■ Supplied text ■
-------------------------

George W Gerrity <[EMAIL PROTECTED]>:

> This correspondence thread (and others) has raised a question in my 
> mind that someone may be able to answer. It appears that a LOT of 
> problems could  be settled if a better locale environment standard 
> for *UNIX* (and clones) were to be put in place. I have in mind the 
> sort of structures that are inherent in the old Macintosh system, 
> where a locale environment included a set of keyboard mappings and 
> input methods, country and language codes, methods of writing dates 
> and time, and collating sequences.
> 
> Of course, in a *UNIX* (POSIX) OS, the structure would be a set of 
> methods associated with a locale environment, maybe like the 
> localisation structures in Java Text classes.
> 
> The question is -- is there anyone working on standardising this 
> aspect so that it IS meaningful to query environment variables and 
> expect to get the relevant information?

-------------------------

■ Entries ■

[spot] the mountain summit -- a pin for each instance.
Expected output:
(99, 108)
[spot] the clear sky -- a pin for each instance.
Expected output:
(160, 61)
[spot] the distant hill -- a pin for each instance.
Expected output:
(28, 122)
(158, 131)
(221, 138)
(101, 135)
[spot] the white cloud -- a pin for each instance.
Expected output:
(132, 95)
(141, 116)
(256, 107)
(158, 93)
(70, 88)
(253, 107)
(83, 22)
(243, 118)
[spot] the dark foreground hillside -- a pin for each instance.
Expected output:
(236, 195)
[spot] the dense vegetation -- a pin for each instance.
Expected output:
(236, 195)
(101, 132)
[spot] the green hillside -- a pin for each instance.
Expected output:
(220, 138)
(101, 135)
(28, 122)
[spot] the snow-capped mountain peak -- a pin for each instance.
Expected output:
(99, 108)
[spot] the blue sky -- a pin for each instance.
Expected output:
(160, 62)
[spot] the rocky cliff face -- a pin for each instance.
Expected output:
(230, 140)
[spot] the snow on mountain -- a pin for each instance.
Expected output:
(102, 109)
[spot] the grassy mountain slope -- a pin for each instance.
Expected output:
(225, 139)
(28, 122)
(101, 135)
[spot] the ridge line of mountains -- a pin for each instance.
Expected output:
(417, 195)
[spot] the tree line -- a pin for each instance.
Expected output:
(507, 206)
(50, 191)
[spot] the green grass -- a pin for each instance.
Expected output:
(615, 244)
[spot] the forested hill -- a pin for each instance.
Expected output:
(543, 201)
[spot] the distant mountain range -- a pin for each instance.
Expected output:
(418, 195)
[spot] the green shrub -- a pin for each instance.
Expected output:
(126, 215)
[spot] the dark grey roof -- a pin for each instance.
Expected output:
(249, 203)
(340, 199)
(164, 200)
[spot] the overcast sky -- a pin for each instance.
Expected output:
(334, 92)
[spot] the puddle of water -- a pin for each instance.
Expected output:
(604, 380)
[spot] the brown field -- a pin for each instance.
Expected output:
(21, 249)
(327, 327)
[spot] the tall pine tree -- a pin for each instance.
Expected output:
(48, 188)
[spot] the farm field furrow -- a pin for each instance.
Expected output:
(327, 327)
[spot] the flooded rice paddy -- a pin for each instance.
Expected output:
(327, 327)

-------------------------

■ Task list ■
1. Reproduce the stretch of the message about locale standards from "George W Gerrity" through "Java Text classes.".
2. Render the stretch of the listing from the line containing "[spot] the overcast" through the end of the listing as a JSON list of strings, one per line, leaving out blank lines.

■ Outputs by task ■
1.
George W Gerrity <[EMAIL PROTECTED]>:

> This correspondence thread (and others) has raised a question in my 
> mind that someone may be able to answer. It appears that a LOT of 
> problems could  be settled if a better locale environment standard 
> for *UNIX* (and clones) were to be put in place. I have in mind the 
> sort of structures that are inherent in the old Macintosh system, 
> where a locale environment included a set of keyboard mappings and 
> input methods, country and language codes, methods of writing dates 
> and time, and collating sequences.
> 
> Of course, in a *UNIX* (POSIX) OS, the structure would be a set of 
> methods associated with a locale environment, maybe like the 
> localisation structures in Java Text classes.

2.
[
  "[spot] the overcast sky -- a pin for each instance.",
  "Expected output:",
  "(334, 92)",
  "[spot] the puddle of water -- a pin for each instance.",
  "Expected output:",
  "(604, 380)",
  "[spot] the brown field -- a pin for each instance.",
  "Expected output:",
  "(21, 249)",
  "(327, 327)",
  "[spot] the tall pine tree -- a pin for each instance.",
  "Expected output:",
  "(48, 188)",
  "[spot] the farm field furrow -- a pin for each instance.",
  "Expected output:",
  "(327, 327)",
  "[spot] the flooded rice paddy -- a pin for each instance.",
  "Expected output:",
  "(327, 327)"
]